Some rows
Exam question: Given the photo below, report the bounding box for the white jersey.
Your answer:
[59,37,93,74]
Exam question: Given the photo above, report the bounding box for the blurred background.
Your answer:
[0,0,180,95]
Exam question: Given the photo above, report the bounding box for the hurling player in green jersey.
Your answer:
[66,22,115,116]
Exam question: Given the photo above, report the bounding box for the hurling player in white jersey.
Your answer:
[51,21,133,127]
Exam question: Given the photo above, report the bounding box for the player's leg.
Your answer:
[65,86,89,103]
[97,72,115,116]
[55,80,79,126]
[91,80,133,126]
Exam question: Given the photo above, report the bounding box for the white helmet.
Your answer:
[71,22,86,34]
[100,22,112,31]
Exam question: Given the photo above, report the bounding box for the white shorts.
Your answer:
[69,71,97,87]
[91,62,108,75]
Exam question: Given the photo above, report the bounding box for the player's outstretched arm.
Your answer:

▸ Task description: Could you turn the lines from the one holding "the blurred background." through the one holding "[66,22,115,116]", both included, into a numbered list, leaving out any blank lines?

▸ Response to the exercise:
1. Exam question: Given the photo above, report the bounding box for the blurred background.
2. Your answer:
3. [0,0,180,95]
4. Exam question: Given the photo above, report the bounding box for the hurling player in green jersey.
5. Your answer:
6. [66,22,115,116]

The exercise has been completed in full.